> [INSTRUCTION]:
Reproduce the data starting at the line that contains "Where can you see the blonde" and continuing through the last line, keeping the text unchanged. Offset every coordinate in the answers by -140.

Stored data entries:
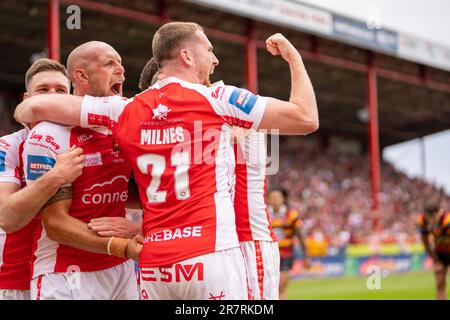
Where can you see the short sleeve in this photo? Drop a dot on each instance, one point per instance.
(9, 158)
(42, 146)
(102, 112)
(238, 106)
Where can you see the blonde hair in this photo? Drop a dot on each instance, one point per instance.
(170, 37)
(42, 65)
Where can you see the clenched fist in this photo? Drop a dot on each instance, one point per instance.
(277, 44)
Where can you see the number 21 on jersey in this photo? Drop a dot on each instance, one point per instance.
(179, 160)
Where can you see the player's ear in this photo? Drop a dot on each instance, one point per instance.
(80, 75)
(186, 56)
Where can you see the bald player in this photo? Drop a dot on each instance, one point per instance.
(72, 261)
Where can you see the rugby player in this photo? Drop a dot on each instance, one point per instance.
(191, 249)
(19, 204)
(255, 233)
(434, 226)
(286, 225)
(70, 260)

> [THE COMPLETED TASK]:
Where can you see the blonde hair in this photo? Drop a dot on each instance, one point per instance.
(30, -103)
(-98, -75)
Where can you see the clenched fist in this photo? Drop a dot on each instance, one point per instance.
(137, -96)
Where can you see the number 21 on jersey in this photo? Drop a dot on each instance, one point per instance.
(39, 20)
Where can you see the player's ear in this photo? Drop a dot on each instance, one point per instance.
(-60, -65)
(46, -84)
Where can you see the bald player in this photo? Drop a dot on each instance, one point per instance.
(-68, 121)
Where can you see the rugby player in this photo? Drop a dot on each instance, one point per instance.
(51, 109)
(-121, 64)
(115, 93)
(294, 86)
(146, 85)
(-70, 120)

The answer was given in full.